> [Stated goal]: Could you put the lines starting at the one containing "Q: Locate a point on each instance of the dark" and ending at the last of the entries into a numbered list, leaving out any blank lines?

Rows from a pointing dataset

* * * * *

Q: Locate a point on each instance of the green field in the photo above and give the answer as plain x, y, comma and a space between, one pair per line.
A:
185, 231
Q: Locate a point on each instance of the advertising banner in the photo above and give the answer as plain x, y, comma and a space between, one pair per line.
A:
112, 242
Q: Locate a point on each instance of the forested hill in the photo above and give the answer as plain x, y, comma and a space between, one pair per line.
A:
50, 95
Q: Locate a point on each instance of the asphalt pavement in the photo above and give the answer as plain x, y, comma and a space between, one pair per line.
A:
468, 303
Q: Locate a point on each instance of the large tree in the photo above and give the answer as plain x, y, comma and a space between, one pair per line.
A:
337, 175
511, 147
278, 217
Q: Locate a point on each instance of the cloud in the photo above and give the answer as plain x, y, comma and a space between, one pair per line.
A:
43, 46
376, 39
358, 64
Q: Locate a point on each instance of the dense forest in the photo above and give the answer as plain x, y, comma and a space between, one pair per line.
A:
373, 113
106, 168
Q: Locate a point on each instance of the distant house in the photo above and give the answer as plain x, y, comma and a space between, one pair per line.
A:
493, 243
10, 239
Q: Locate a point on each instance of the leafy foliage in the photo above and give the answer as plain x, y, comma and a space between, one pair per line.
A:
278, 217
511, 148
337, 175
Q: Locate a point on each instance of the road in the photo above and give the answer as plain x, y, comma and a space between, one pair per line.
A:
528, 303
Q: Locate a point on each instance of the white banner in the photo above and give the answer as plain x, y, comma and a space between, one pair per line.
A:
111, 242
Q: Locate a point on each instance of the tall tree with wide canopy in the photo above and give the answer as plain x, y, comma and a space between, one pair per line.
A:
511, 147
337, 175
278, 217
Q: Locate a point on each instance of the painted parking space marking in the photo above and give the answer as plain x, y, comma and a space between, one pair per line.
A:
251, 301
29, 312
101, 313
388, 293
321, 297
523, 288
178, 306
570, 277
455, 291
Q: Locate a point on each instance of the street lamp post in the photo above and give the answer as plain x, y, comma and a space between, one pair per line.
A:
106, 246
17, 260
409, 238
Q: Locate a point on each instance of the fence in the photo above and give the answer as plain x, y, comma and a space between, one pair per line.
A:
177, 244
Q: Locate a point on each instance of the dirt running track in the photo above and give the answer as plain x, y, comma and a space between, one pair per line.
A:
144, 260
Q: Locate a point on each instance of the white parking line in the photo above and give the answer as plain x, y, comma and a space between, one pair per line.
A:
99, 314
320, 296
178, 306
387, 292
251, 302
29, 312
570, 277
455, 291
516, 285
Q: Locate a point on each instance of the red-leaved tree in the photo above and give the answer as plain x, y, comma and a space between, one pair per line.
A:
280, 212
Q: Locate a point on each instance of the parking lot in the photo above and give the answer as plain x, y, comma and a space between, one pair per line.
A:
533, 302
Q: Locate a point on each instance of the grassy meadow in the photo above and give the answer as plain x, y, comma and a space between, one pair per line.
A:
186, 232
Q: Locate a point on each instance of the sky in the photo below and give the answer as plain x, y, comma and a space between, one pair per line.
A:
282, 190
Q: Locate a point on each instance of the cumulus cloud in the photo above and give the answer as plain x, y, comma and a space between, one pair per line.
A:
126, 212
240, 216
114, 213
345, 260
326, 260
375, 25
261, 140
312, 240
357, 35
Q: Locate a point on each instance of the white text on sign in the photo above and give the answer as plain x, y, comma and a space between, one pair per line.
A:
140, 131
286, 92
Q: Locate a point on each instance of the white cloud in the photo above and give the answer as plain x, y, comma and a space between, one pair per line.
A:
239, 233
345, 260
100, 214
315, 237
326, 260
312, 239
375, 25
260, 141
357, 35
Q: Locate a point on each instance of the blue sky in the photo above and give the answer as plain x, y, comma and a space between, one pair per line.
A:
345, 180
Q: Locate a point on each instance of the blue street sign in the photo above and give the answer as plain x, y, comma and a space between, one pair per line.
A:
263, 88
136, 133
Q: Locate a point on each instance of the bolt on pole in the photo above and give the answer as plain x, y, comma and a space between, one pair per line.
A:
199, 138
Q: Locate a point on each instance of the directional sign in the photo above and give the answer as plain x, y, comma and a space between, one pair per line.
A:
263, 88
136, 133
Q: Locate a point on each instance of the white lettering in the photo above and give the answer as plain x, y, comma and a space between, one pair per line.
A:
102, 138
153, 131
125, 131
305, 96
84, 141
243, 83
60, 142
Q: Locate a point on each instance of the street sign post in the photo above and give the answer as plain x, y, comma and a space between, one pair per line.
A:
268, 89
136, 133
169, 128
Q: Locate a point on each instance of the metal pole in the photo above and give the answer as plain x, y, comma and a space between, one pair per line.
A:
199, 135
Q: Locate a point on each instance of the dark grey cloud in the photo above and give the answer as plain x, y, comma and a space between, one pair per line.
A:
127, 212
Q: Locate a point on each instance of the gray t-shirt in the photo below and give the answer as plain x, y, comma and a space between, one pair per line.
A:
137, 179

* * * * *

> [Complete answer]:
1. Q: Locate a point on each instance of the dark grey cloud in the photo above and give the answer as plain x, y, comma and a space between, one pair per line.
2. A:
3. 127, 212
4. Q: Locate a point on each instance of the gray t-shirt in the photo below and give the answer as plain x, y, comma and a space between, one pair per line.
5. A:
6. 137, 179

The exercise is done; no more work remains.